| Data excerpts |
────────────────────

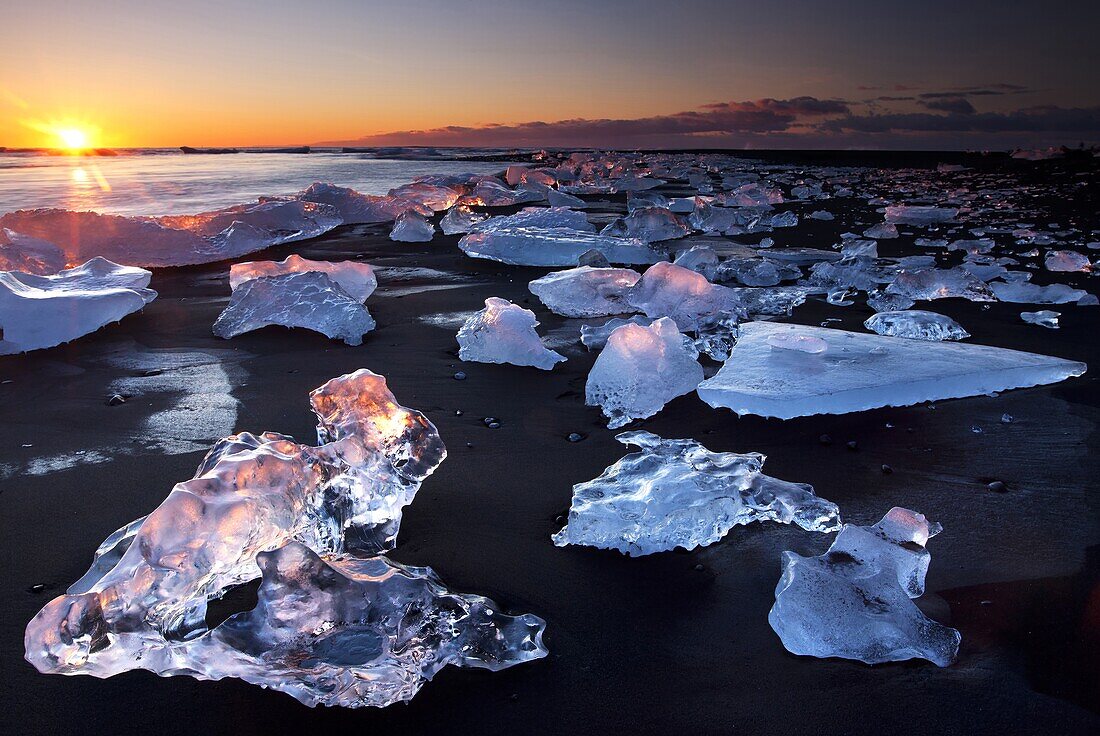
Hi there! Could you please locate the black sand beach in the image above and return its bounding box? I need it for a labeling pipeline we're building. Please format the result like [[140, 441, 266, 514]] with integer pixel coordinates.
[[0, 151, 1100, 735]]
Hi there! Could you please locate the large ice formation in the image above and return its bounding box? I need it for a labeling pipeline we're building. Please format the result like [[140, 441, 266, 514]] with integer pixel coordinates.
[[0, 200, 343, 267], [768, 507, 961, 667], [699, 322, 1087, 419], [626, 261, 741, 330], [553, 431, 840, 556], [584, 314, 703, 429], [528, 266, 638, 317], [213, 271, 375, 345], [458, 296, 565, 371], [24, 370, 546, 707], [864, 309, 970, 340], [229, 254, 378, 301], [0, 257, 156, 355]]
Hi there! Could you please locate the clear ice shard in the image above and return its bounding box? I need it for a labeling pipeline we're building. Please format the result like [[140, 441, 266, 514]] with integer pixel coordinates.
[[528, 266, 638, 317], [584, 318, 703, 429], [229, 254, 378, 301], [626, 261, 741, 330], [0, 200, 343, 267], [989, 282, 1089, 304], [0, 257, 156, 355], [768, 507, 961, 667], [389, 212, 436, 243], [553, 431, 840, 557], [24, 370, 547, 707], [457, 296, 565, 371], [699, 322, 1088, 419], [600, 207, 691, 243], [213, 271, 375, 345], [864, 309, 970, 340], [0, 228, 66, 276]]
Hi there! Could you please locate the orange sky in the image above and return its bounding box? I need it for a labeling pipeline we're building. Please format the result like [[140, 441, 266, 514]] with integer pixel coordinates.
[[0, 0, 1100, 147]]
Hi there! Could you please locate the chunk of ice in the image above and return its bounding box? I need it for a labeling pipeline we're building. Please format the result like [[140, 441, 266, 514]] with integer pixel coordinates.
[[553, 431, 840, 557], [213, 271, 375, 345], [458, 296, 565, 371], [229, 254, 378, 301], [768, 507, 961, 667], [528, 266, 638, 317], [864, 309, 970, 340], [1020, 309, 1062, 330], [0, 257, 156, 355], [699, 322, 1087, 419], [584, 318, 703, 429]]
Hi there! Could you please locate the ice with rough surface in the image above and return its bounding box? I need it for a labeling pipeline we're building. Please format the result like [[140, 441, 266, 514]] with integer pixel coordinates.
[[768, 507, 961, 667], [24, 370, 546, 707], [584, 318, 703, 429], [229, 254, 378, 301], [627, 261, 741, 330], [600, 207, 691, 243], [699, 322, 1088, 419], [458, 296, 565, 371], [989, 282, 1089, 304], [1020, 309, 1062, 330], [389, 212, 436, 243], [553, 431, 840, 557], [0, 228, 66, 276], [0, 257, 156, 355], [213, 271, 375, 345], [864, 309, 970, 340], [528, 266, 638, 317]]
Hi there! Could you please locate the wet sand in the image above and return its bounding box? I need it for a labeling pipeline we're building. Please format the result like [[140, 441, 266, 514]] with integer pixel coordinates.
[[0, 157, 1100, 735]]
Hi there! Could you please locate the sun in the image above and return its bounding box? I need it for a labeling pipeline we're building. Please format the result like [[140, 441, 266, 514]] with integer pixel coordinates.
[[54, 128, 91, 151]]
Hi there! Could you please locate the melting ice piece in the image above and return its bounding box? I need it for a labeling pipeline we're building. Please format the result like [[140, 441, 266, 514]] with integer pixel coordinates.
[[389, 212, 436, 243], [989, 282, 1089, 304], [627, 261, 741, 330], [0, 200, 343, 267], [24, 371, 546, 707], [1020, 309, 1062, 330], [864, 309, 970, 340], [699, 322, 1088, 419], [584, 318, 703, 429], [229, 254, 378, 301], [296, 182, 431, 224], [553, 431, 840, 557], [600, 207, 691, 243], [528, 266, 638, 317], [581, 315, 656, 350], [0, 228, 65, 276], [1045, 251, 1092, 273], [887, 205, 959, 226], [886, 267, 997, 301], [213, 271, 375, 345], [458, 296, 565, 371], [768, 507, 961, 667], [439, 205, 485, 235], [0, 257, 156, 355]]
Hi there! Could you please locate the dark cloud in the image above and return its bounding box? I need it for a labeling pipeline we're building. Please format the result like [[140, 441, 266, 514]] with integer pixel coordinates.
[[336, 97, 850, 147], [920, 97, 977, 116], [818, 106, 1100, 133]]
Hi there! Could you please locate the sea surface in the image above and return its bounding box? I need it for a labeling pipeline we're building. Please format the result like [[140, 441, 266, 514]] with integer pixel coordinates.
[[0, 149, 507, 216]]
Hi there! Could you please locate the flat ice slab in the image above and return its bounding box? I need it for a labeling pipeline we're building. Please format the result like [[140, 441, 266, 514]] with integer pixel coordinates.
[[697, 322, 1088, 419], [553, 431, 840, 557]]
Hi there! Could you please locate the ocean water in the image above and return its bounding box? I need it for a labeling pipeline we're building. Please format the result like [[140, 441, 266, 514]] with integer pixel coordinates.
[[0, 149, 507, 216]]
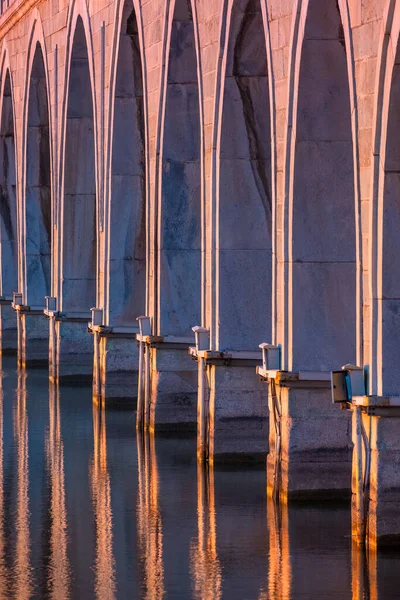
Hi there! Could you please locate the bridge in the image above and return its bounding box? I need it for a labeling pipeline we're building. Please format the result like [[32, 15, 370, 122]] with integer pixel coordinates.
[[0, 0, 400, 544]]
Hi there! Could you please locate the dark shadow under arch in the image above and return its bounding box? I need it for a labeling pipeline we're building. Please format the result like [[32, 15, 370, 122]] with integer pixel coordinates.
[[291, 0, 356, 370], [159, 0, 201, 336], [62, 17, 96, 312], [0, 71, 19, 298], [109, 0, 146, 326], [26, 43, 51, 306], [218, 0, 272, 351]]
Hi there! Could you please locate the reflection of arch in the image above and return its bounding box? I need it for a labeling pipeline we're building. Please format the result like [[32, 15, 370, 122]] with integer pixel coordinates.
[[284, 0, 361, 370], [46, 383, 71, 600], [107, 0, 147, 325], [24, 42, 52, 306], [0, 65, 18, 298], [90, 404, 116, 600], [369, 0, 400, 395], [157, 0, 202, 336], [0, 355, 10, 598], [13, 371, 33, 598], [136, 432, 165, 600], [190, 462, 222, 600], [216, 0, 274, 350], [60, 11, 97, 312]]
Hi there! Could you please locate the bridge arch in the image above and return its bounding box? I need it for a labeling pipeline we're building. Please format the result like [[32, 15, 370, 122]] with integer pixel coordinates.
[[0, 61, 19, 298], [106, 0, 148, 325], [60, 13, 97, 313], [155, 0, 204, 336], [213, 0, 275, 351], [368, 1, 400, 396], [284, 0, 361, 370], [21, 9, 53, 306]]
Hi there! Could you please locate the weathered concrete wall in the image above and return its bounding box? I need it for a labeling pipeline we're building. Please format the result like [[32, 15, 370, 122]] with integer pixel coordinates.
[[0, 0, 400, 394]]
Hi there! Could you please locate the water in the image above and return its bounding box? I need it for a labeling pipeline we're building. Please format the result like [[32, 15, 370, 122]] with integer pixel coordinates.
[[0, 358, 400, 600]]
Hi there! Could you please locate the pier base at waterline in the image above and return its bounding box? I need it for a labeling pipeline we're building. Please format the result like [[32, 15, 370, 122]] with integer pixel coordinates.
[[257, 367, 352, 502]]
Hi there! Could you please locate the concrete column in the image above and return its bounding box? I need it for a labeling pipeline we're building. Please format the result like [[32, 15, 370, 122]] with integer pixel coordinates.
[[352, 396, 400, 549], [12, 292, 49, 368], [190, 338, 268, 464], [89, 322, 139, 410], [267, 371, 351, 502], [138, 335, 197, 432], [0, 299, 18, 355], [44, 297, 93, 385]]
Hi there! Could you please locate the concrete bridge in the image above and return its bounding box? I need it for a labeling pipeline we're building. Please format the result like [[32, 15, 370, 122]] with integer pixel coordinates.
[[0, 0, 400, 543]]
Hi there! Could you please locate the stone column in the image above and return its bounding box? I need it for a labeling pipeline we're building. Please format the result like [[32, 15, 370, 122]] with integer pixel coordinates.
[[259, 369, 351, 502], [44, 297, 93, 385], [12, 293, 49, 368], [351, 396, 400, 549], [89, 308, 139, 410], [137, 334, 197, 432], [0, 297, 18, 355]]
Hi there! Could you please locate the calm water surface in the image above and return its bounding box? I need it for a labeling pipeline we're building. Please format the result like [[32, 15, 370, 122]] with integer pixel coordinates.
[[0, 358, 400, 600]]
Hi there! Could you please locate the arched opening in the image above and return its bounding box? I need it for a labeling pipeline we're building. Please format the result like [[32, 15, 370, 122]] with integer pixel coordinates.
[[378, 37, 400, 396], [0, 71, 18, 298], [61, 17, 96, 313], [109, 0, 146, 326], [289, 0, 356, 370], [26, 43, 51, 306], [159, 0, 201, 336], [218, 0, 272, 351]]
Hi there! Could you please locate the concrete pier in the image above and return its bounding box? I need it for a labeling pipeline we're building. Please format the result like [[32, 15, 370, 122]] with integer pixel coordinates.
[[0, 297, 18, 355], [89, 316, 139, 410], [11, 293, 49, 368], [258, 368, 351, 502], [189, 327, 268, 464], [137, 317, 197, 432], [350, 396, 400, 549], [44, 298, 93, 385]]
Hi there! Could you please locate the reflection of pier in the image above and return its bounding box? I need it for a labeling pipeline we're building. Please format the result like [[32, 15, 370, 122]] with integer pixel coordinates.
[[91, 403, 116, 600], [0, 354, 9, 598], [14, 371, 33, 600], [267, 499, 292, 600], [137, 432, 165, 600], [46, 383, 70, 600], [190, 462, 222, 600]]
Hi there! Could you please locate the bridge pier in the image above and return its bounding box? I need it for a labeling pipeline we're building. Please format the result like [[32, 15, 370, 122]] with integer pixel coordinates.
[[137, 317, 197, 432], [0, 297, 18, 355], [89, 309, 139, 410], [44, 297, 93, 385], [257, 344, 351, 502], [11, 292, 49, 369], [189, 327, 268, 464], [350, 396, 400, 549]]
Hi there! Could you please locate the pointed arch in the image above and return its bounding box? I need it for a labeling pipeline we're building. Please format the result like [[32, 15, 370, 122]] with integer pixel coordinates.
[[106, 0, 148, 325], [283, 0, 362, 370], [369, 0, 400, 396], [25, 42, 52, 306], [0, 64, 19, 298], [20, 8, 54, 306], [61, 15, 97, 312], [157, 0, 202, 336], [214, 0, 274, 351]]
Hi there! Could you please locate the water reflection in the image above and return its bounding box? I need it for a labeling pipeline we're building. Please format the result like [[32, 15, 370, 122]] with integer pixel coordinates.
[[0, 357, 400, 600], [264, 498, 292, 600], [0, 355, 8, 600], [13, 370, 33, 600], [46, 382, 71, 600], [90, 402, 116, 600], [190, 462, 222, 600], [136, 431, 165, 600]]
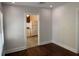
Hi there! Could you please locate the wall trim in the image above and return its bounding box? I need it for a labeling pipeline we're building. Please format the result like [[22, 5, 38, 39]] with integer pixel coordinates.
[[5, 46, 26, 54], [52, 41, 78, 53]]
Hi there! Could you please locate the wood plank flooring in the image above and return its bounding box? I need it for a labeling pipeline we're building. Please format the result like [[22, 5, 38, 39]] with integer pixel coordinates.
[[6, 43, 79, 56]]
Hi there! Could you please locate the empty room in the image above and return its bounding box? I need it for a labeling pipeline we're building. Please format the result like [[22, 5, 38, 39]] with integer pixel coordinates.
[[0, 2, 79, 56]]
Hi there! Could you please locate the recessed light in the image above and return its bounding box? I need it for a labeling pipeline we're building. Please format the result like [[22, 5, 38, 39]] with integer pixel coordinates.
[[50, 5, 53, 8]]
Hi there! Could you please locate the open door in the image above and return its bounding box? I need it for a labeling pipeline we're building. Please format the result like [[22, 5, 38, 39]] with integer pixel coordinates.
[[0, 10, 4, 56]]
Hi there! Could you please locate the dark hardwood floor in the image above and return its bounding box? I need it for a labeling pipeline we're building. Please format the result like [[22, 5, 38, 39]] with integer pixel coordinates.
[[6, 43, 79, 56]]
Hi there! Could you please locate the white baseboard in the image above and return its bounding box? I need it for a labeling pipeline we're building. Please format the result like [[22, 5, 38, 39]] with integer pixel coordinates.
[[5, 46, 26, 54], [52, 41, 78, 53]]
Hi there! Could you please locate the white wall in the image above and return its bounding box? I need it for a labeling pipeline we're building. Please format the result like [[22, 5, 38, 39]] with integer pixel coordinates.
[[40, 9, 52, 44], [3, 5, 52, 53], [52, 3, 79, 53], [3, 6, 26, 53], [0, 3, 4, 56]]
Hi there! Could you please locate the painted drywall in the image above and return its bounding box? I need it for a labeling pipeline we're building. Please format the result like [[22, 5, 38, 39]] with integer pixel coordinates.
[[3, 6, 26, 53], [52, 3, 78, 53], [40, 9, 52, 44], [3, 5, 52, 53], [0, 3, 4, 56]]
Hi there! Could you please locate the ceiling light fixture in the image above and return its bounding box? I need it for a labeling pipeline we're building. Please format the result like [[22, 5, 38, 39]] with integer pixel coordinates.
[[50, 5, 53, 8]]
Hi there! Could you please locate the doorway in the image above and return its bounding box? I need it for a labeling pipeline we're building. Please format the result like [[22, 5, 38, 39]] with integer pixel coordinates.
[[26, 14, 39, 48]]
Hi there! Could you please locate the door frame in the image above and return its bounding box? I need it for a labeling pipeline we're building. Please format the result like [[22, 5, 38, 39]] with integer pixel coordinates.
[[24, 12, 40, 49]]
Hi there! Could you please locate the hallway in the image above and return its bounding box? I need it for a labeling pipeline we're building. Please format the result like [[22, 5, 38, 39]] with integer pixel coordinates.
[[27, 36, 38, 48]]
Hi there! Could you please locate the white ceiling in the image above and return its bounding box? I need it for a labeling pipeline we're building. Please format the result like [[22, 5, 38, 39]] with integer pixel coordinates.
[[4, 2, 67, 8]]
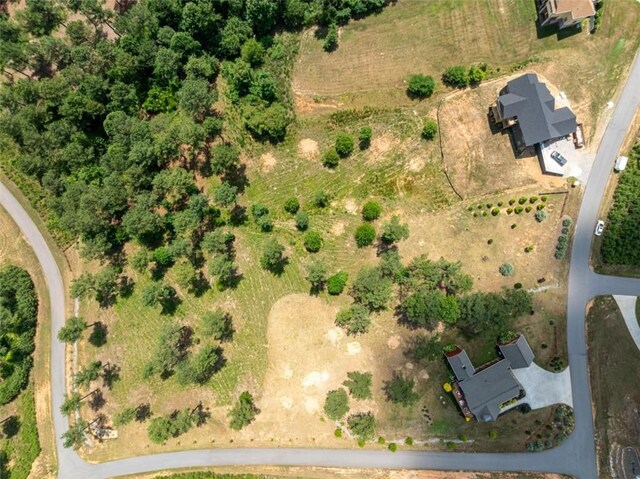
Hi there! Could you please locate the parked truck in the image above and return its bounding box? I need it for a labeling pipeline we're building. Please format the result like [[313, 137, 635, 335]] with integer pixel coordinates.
[[613, 156, 629, 173]]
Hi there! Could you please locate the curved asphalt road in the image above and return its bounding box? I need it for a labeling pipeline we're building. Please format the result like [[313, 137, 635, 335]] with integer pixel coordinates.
[[0, 50, 640, 479]]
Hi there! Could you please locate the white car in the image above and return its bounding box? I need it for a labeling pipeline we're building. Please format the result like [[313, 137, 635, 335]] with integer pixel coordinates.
[[594, 220, 604, 236]]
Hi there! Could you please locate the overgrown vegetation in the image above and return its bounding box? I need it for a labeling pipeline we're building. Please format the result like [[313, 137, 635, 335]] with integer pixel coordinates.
[[0, 385, 40, 479], [0, 265, 38, 405]]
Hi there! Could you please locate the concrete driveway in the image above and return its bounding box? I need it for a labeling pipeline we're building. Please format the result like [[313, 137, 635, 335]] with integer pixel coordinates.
[[613, 295, 640, 349], [513, 363, 573, 409]]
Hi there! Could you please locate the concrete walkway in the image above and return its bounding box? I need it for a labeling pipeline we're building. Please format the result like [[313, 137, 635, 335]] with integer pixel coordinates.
[[613, 295, 640, 349], [512, 363, 573, 409]]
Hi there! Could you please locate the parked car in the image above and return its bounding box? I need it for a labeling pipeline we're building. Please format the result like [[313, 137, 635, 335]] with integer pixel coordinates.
[[551, 151, 567, 166], [594, 220, 604, 236]]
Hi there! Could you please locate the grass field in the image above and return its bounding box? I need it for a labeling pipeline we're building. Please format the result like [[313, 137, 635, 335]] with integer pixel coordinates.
[[127, 467, 568, 479], [0, 207, 55, 477], [70, 1, 640, 461], [587, 297, 640, 478]]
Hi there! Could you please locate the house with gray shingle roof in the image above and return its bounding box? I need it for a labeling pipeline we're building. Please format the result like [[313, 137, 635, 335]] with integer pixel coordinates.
[[492, 73, 578, 151], [445, 334, 533, 422]]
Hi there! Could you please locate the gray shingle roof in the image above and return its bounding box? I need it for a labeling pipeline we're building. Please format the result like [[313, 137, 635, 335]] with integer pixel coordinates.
[[498, 334, 533, 369], [498, 73, 577, 146], [459, 359, 520, 422], [447, 349, 476, 381]]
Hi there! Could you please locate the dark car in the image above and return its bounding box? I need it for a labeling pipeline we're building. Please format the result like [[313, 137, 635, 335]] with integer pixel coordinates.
[[551, 151, 567, 166], [551, 151, 567, 166]]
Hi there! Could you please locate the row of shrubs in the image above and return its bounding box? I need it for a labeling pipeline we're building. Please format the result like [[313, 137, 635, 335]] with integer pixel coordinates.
[[554, 218, 572, 259], [407, 63, 487, 98], [322, 122, 438, 169]]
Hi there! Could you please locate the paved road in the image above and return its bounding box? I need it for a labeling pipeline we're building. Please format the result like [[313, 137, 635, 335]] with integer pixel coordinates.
[[0, 50, 640, 479]]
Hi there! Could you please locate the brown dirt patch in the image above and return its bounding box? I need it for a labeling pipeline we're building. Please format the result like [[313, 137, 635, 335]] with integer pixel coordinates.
[[255, 294, 382, 439], [344, 198, 358, 215], [298, 138, 320, 159]]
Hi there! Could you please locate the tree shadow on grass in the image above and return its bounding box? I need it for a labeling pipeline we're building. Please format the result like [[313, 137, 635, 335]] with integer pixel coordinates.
[[89, 321, 109, 348]]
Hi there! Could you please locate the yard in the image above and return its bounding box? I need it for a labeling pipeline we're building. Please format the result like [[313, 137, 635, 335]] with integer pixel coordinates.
[[131, 467, 568, 479], [587, 297, 640, 478], [0, 207, 55, 479], [293, 0, 640, 142]]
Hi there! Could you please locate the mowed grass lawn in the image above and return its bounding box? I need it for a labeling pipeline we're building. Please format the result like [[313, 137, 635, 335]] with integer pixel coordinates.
[[293, 0, 640, 122], [587, 296, 640, 477]]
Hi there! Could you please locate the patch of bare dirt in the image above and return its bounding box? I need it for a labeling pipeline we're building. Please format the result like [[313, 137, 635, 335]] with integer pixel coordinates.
[[344, 198, 358, 215], [298, 138, 320, 160], [260, 152, 278, 173]]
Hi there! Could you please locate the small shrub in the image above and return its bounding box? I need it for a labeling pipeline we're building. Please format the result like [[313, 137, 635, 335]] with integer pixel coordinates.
[[335, 133, 354, 158], [407, 74, 436, 98], [304, 231, 322, 253], [358, 126, 373, 150], [322, 148, 340, 168], [284, 198, 300, 215], [498, 263, 513, 276], [536, 210, 547, 223], [362, 201, 382, 221], [313, 190, 331, 208], [327, 271, 349, 296], [422, 118, 438, 141], [354, 223, 376, 248], [295, 211, 309, 231]]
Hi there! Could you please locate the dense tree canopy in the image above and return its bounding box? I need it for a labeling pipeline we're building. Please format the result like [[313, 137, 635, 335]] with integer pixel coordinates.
[[0, 266, 38, 405]]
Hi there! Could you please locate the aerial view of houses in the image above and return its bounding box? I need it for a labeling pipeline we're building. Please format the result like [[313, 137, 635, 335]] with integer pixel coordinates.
[[0, 0, 640, 479]]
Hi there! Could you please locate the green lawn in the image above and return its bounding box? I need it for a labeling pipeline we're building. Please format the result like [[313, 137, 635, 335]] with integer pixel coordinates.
[[0, 384, 40, 479]]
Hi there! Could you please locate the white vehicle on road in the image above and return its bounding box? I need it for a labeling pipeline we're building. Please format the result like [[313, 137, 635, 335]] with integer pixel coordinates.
[[613, 156, 629, 173]]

────────────────────

Copy everything in the records from the line containing "Hi there! Could you please locate the concrete column" down to the line containing "[[0, 0, 400, 543]]", including both of those lines, with no changes.

| Expected output |
Hi there! Could you please locate the concrete column in the image above and return its bounding box? I need it for a labeling pipeline we're building. Please format the result like [[32, 15, 370, 122]] with integer pixel coordinates.
[[352, 396, 400, 549], [12, 292, 49, 368], [190, 338, 268, 464], [89, 322, 139, 410], [267, 371, 351, 502], [138, 335, 197, 432], [0, 299, 18, 355], [44, 297, 93, 385]]
Hi there! Could you please locate the concrete bridge in the image above and return its bounding box? I need it for a labeling pipeline we're building. Please format the result like [[32, 15, 370, 122]] with integer pixel coordinates.
[[0, 0, 400, 543]]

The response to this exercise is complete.